WRITTEN INSTRUCTION: Extract, exactly as written, the line that contains "[mark] the sky" and all lines after it through the end of the records. Omit pictures.

INFORMATION GIVEN:
== == ==

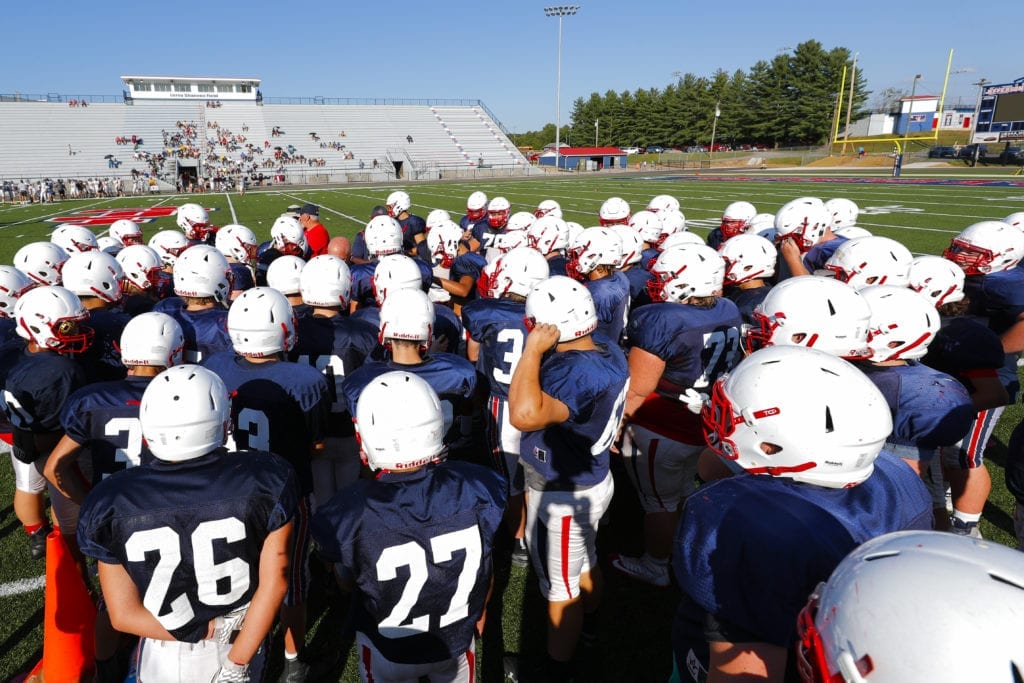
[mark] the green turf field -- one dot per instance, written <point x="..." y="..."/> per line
<point x="636" y="619"/>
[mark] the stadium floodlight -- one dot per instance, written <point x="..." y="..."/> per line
<point x="559" y="11"/>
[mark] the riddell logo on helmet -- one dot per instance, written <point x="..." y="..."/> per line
<point x="109" y="216"/>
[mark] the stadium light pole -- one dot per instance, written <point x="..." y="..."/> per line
<point x="559" y="11"/>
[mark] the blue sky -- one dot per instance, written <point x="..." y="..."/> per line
<point x="501" y="52"/>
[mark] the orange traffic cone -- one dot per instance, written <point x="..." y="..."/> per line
<point x="69" y="620"/>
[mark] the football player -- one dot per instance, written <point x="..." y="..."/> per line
<point x="201" y="287"/>
<point x="567" y="404"/>
<point x="52" y="322"/>
<point x="407" y="323"/>
<point x="96" y="279"/>
<point x="852" y="630"/>
<point x="679" y="346"/>
<point x="749" y="548"/>
<point x="281" y="407"/>
<point x="337" y="345"/>
<point x="221" y="538"/>
<point x="414" y="228"/>
<point x="497" y="331"/>
<point x="415" y="540"/>
<point x="594" y="259"/>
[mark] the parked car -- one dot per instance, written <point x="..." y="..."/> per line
<point x="942" y="153"/>
<point x="968" y="152"/>
<point x="1012" y="157"/>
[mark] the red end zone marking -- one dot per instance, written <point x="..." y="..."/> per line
<point x="108" y="216"/>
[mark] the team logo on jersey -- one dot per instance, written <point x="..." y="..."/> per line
<point x="107" y="216"/>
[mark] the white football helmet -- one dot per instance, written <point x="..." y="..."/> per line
<point x="261" y="323"/>
<point x="443" y="242"/>
<point x="663" y="203"/>
<point x="393" y="272"/>
<point x="736" y="218"/>
<point x="398" y="203"/>
<point x="476" y="206"/>
<point x="93" y="273"/>
<point x="827" y="436"/>
<point x="288" y="236"/>
<point x="804" y="219"/>
<point x="153" y="339"/>
<point x="939" y="280"/>
<point x="499" y="210"/>
<point x="383" y="236"/>
<point x="327" y="282"/>
<point x="548" y="207"/>
<point x="844" y="212"/>
<point x="684" y="271"/>
<point x="990" y="246"/>
<point x="41" y="261"/>
<point x="399" y="422"/>
<point x="678" y="240"/>
<point x="594" y="247"/>
<point x="75" y="239"/>
<point x="141" y="265"/>
<point x="203" y="271"/>
<point x="54" y="318"/>
<point x="817" y="312"/>
<point x="902" y="323"/>
<point x="407" y="314"/>
<point x="632" y="244"/>
<point x="237" y="242"/>
<point x="436" y="217"/>
<point x="169" y="245"/>
<point x="748" y="257"/>
<point x="872" y="260"/>
<point x="563" y="302"/>
<point x="517" y="271"/>
<point x="1016" y="219"/>
<point x="126" y="231"/>
<point x="13" y="284"/>
<point x="548" y="235"/>
<point x="520" y="220"/>
<point x="285" y="273"/>
<point x="851" y="231"/>
<point x="896" y="609"/>
<point x="194" y="221"/>
<point x="648" y="224"/>
<point x="184" y="413"/>
<point x="613" y="210"/>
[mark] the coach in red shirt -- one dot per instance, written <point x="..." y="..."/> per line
<point x="316" y="235"/>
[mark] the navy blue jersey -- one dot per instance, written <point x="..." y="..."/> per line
<point x="242" y="276"/>
<point x="557" y="266"/>
<point x="574" y="454"/>
<point x="411" y="226"/>
<point x="816" y="256"/>
<point x="611" y="301"/>
<point x="103" y="419"/>
<point x="750" y="549"/>
<point x="205" y="331"/>
<point x="964" y="348"/>
<point x="697" y="345"/>
<point x="497" y="325"/>
<point x="930" y="409"/>
<point x="453" y="379"/>
<point x="189" y="534"/>
<point x="747" y="300"/>
<point x="335" y="346"/>
<point x="418" y="545"/>
<point x="279" y="407"/>
<point x="37" y="387"/>
<point x="101" y="360"/>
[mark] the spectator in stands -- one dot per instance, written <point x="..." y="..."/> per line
<point x="316" y="235"/>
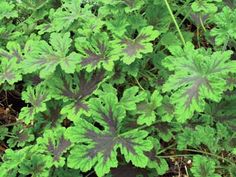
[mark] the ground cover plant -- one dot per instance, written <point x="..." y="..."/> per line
<point x="118" y="88"/>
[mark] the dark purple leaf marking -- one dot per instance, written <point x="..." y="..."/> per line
<point x="58" y="149"/>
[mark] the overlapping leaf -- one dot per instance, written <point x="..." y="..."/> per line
<point x="7" y="10"/>
<point x="46" y="58"/>
<point x="10" y="71"/>
<point x="198" y="75"/>
<point x="96" y="147"/>
<point x="37" y="97"/>
<point x="134" y="48"/>
<point x="53" y="144"/>
<point x="73" y="90"/>
<point x="225" y="26"/>
<point x="207" y="6"/>
<point x="147" y="109"/>
<point x="98" y="51"/>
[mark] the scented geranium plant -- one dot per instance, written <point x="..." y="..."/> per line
<point x="117" y="88"/>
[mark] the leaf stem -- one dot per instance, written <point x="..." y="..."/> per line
<point x="210" y="154"/>
<point x="175" y="22"/>
<point x="203" y="27"/>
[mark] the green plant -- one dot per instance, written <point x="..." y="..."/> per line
<point x="127" y="87"/>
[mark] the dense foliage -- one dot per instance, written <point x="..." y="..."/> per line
<point x="117" y="88"/>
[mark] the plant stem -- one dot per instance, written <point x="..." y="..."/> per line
<point x="210" y="154"/>
<point x="174" y="20"/>
<point x="203" y="27"/>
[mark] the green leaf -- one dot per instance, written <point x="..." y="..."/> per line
<point x="203" y="167"/>
<point x="98" y="148"/>
<point x="53" y="144"/>
<point x="73" y="90"/>
<point x="3" y="132"/>
<point x="14" y="51"/>
<point x="7" y="10"/>
<point x="34" y="165"/>
<point x="10" y="71"/>
<point x="135" y="48"/>
<point x="206" y="6"/>
<point x="225" y="26"/>
<point x="65" y="16"/>
<point x="147" y="110"/>
<point x="131" y="97"/>
<point x="20" y="136"/>
<point x="11" y="161"/>
<point x="37" y="97"/>
<point x="198" y="75"/>
<point x="46" y="58"/>
<point x="98" y="51"/>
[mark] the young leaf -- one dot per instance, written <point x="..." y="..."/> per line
<point x="134" y="48"/>
<point x="14" y="52"/>
<point x="198" y="75"/>
<point x="98" y="148"/>
<point x="37" y="97"/>
<point x="9" y="71"/>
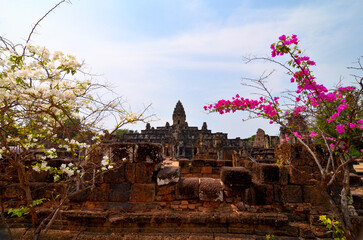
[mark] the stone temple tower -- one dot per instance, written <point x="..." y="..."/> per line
<point x="179" y="114"/>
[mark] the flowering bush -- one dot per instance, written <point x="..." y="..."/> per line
<point x="45" y="109"/>
<point x="336" y="115"/>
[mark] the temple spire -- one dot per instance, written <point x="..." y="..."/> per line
<point x="179" y="116"/>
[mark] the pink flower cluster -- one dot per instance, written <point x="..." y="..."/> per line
<point x="260" y="107"/>
<point x="310" y="96"/>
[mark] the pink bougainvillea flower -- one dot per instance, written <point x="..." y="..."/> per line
<point x="340" y="128"/>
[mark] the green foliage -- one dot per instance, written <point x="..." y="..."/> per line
<point x="279" y="161"/>
<point x="120" y="132"/>
<point x="333" y="227"/>
<point x="19" y="212"/>
<point x="270" y="237"/>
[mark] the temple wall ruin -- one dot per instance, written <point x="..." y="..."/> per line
<point x="205" y="198"/>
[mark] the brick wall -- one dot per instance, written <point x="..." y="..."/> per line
<point x="141" y="195"/>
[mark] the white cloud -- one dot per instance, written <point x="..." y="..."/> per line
<point x="204" y="62"/>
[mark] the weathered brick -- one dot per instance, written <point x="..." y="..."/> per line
<point x="116" y="175"/>
<point x="198" y="163"/>
<point x="121" y="151"/>
<point x="300" y="175"/>
<point x="291" y="194"/>
<point x="165" y="198"/>
<point x="142" y="193"/>
<point x="236" y="176"/>
<point x="148" y="152"/>
<point x="168" y="175"/>
<point x="315" y="195"/>
<point x="119" y="193"/>
<point x="284" y="175"/>
<point x="167" y="189"/>
<point x="207" y="170"/>
<point x="99" y="194"/>
<point x="260" y="195"/>
<point x="269" y="173"/>
<point x="187" y="188"/>
<point x="210" y="189"/>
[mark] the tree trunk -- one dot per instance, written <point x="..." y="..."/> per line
<point x="24" y="184"/>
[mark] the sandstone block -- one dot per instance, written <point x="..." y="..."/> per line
<point x="210" y="189"/>
<point x="291" y="194"/>
<point x="148" y="152"/>
<point x="168" y="175"/>
<point x="315" y="195"/>
<point x="236" y="176"/>
<point x="119" y="193"/>
<point x="269" y="173"/>
<point x="300" y="175"/>
<point x="198" y="163"/>
<point x="165" y="198"/>
<point x="184" y="163"/>
<point x="116" y="175"/>
<point x="260" y="195"/>
<point x="284" y="175"/>
<point x="166" y="189"/>
<point x="187" y="188"/>
<point x="121" y="151"/>
<point x="207" y="170"/>
<point x="130" y="172"/>
<point x="144" y="172"/>
<point x="99" y="194"/>
<point x="221" y="163"/>
<point x="142" y="193"/>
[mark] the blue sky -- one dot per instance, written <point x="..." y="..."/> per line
<point x="162" y="51"/>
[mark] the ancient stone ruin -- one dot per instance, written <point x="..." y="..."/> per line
<point x="142" y="198"/>
<point x="182" y="141"/>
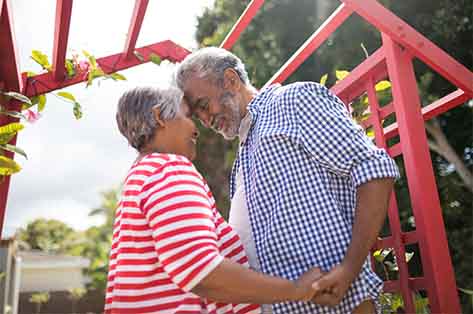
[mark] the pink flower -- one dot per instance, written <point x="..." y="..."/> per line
<point x="84" y="65"/>
<point x="31" y="116"/>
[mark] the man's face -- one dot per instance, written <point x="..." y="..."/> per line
<point x="215" y="107"/>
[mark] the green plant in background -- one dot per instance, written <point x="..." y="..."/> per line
<point x="31" y="108"/>
<point x="38" y="299"/>
<point x="75" y="295"/>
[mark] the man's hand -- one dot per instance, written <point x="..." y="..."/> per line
<point x="332" y="287"/>
<point x="304" y="285"/>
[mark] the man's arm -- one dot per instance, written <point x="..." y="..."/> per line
<point x="371" y="207"/>
<point x="231" y="282"/>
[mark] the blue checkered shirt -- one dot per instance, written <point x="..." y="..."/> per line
<point x="302" y="161"/>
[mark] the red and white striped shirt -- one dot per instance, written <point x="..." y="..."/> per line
<point x="168" y="235"/>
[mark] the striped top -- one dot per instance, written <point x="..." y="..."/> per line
<point x="168" y="235"/>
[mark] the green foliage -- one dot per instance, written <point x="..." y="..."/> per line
<point x="48" y="235"/>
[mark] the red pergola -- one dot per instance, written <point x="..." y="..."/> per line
<point x="401" y="44"/>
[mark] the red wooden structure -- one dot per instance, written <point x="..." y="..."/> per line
<point x="400" y="45"/>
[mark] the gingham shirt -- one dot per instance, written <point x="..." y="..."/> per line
<point x="302" y="161"/>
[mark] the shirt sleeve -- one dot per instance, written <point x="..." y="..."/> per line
<point x="328" y="133"/>
<point x="178" y="210"/>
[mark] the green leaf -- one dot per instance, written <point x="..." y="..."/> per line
<point x="41" y="59"/>
<point x="382" y="85"/>
<point x="77" y="110"/>
<point x="14" y="114"/>
<point x="380" y="255"/>
<point x="139" y="56"/>
<point x="67" y="95"/>
<point x="7" y="132"/>
<point x="8" y="166"/>
<point x="409" y="256"/>
<point x="377" y="256"/>
<point x="41" y="102"/>
<point x="391" y="266"/>
<point x="155" y="58"/>
<point x="13" y="149"/>
<point x="117" y="77"/>
<point x="323" y="79"/>
<point x="97" y="72"/>
<point x="18" y="96"/>
<point x="341" y="74"/>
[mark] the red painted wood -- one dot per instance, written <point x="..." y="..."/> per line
<point x="393" y="210"/>
<point x="135" y="26"/>
<point x="44" y="83"/>
<point x="387" y="22"/>
<point x="11" y="81"/>
<point x="436" y="262"/>
<point x="61" y="35"/>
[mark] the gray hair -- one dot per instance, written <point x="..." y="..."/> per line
<point x="210" y="62"/>
<point x="135" y="117"/>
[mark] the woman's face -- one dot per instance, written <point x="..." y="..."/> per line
<point x="180" y="134"/>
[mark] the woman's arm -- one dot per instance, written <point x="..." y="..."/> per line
<point x="231" y="282"/>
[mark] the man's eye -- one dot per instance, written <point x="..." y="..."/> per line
<point x="203" y="105"/>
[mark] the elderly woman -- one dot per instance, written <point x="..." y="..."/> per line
<point x="172" y="252"/>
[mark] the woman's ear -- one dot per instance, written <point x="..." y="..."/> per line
<point x="157" y="116"/>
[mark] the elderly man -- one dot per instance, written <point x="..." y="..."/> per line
<point x="308" y="188"/>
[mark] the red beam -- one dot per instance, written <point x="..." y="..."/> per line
<point x="241" y="24"/>
<point x="314" y="41"/>
<point x="436" y="261"/>
<point x="420" y="46"/>
<point x="61" y="35"/>
<point x="436" y="108"/>
<point x="353" y="85"/>
<point x="44" y="83"/>
<point x="135" y="26"/>
<point x="11" y="80"/>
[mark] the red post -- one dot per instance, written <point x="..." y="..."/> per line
<point x="393" y="210"/>
<point x="436" y="262"/>
<point x="61" y="35"/>
<point x="135" y="26"/>
<point x="388" y="23"/>
<point x="11" y="79"/>
<point x="241" y="24"/>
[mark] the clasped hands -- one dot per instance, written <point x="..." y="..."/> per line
<point x="325" y="288"/>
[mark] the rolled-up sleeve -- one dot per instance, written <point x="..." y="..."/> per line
<point x="177" y="209"/>
<point x="327" y="132"/>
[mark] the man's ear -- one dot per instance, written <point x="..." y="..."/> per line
<point x="157" y="116"/>
<point x="231" y="80"/>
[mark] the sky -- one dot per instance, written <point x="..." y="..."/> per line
<point x="70" y="162"/>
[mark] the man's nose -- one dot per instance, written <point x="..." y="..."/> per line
<point x="205" y="119"/>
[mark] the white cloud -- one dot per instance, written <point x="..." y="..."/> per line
<point x="70" y="162"/>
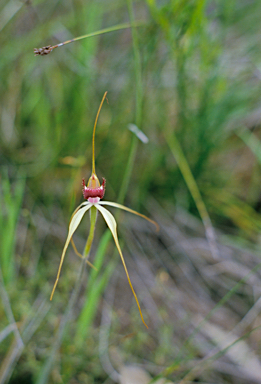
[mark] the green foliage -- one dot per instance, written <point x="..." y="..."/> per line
<point x="188" y="77"/>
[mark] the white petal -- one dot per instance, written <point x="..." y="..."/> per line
<point x="74" y="223"/>
<point x="109" y="218"/>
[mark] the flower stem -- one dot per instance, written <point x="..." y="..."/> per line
<point x="93" y="217"/>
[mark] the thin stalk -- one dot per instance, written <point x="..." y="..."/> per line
<point x="93" y="133"/>
<point x="138" y="110"/>
<point x="48" y="49"/>
<point x="44" y="375"/>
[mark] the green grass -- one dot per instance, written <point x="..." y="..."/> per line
<point x="188" y="77"/>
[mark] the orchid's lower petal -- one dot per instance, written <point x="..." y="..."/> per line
<point x="110" y="221"/>
<point x="80" y="255"/>
<point x="74" y="223"/>
<point x="116" y="205"/>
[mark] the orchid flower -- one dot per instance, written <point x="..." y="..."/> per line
<point x="93" y="193"/>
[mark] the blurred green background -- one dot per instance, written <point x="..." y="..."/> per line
<point x="188" y="75"/>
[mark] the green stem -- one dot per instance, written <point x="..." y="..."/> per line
<point x="43" y="377"/>
<point x="100" y="32"/>
<point x="93" y="217"/>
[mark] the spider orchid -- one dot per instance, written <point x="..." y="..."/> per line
<point x="93" y="192"/>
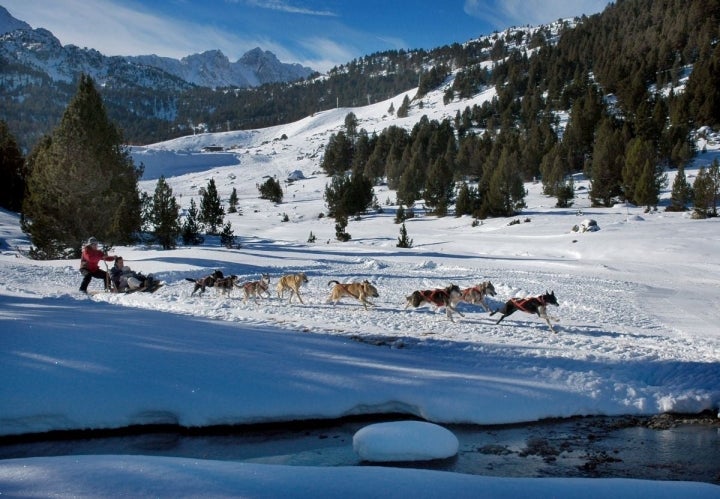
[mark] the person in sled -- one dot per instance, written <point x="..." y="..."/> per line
<point x="90" y="264"/>
<point x="125" y="279"/>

== == ==

COMPLETE ANSWER:
[mark] the sky -- one dot per instance, written <point x="..." y="..."/> per line
<point x="70" y="162"/>
[mark] the man's nose -- one dot per instance, written <point x="..." y="..."/> per line
<point x="205" y="119"/>
[mark] the white cloud -- one dot per instance, written <point x="..." y="..."/> per line
<point x="70" y="162"/>
[mark] the green foliage -- one dot per instance, written <point x="..." y="..."/> per line
<point x="188" y="77"/>
[mark] the white petal -- one dot per instance, written <point x="..." y="..."/> per line
<point x="74" y="223"/>
<point x="109" y="218"/>
[mark] the flower stem -- one dot per instance, written <point x="..." y="..."/> per line
<point x="93" y="217"/>
[mark] the thin stalk -- one dot per instance, written <point x="..." y="..."/> per line
<point x="93" y="133"/>
<point x="138" y="110"/>
<point x="48" y="49"/>
<point x="44" y="375"/>
[mark] the green grass -- one dot per instance, written <point x="..." y="..."/> per line
<point x="188" y="77"/>
[mark] the orchid's lower petal -- one dot per instance, written <point x="..." y="..."/> per line
<point x="110" y="221"/>
<point x="80" y="255"/>
<point x="74" y="223"/>
<point x="116" y="205"/>
[mark] the orchid flower -- one dot per instance, written <point x="..." y="..."/> per line
<point x="93" y="193"/>
[mark] the blurred green background -- one dot per instance, written <point x="..." y="..."/> per line
<point x="188" y="75"/>
[mark] the green stem -- one dot per instance, written <point x="..." y="..."/> per line
<point x="43" y="377"/>
<point x="100" y="32"/>
<point x="93" y="217"/>
[mark] the spider orchid -- one dot per instance, written <point x="..." y="..."/> per line
<point x="93" y="192"/>
[mark] the person in sled -- one dot per instance, written <point x="..." y="..."/> per line
<point x="90" y="264"/>
<point x="125" y="279"/>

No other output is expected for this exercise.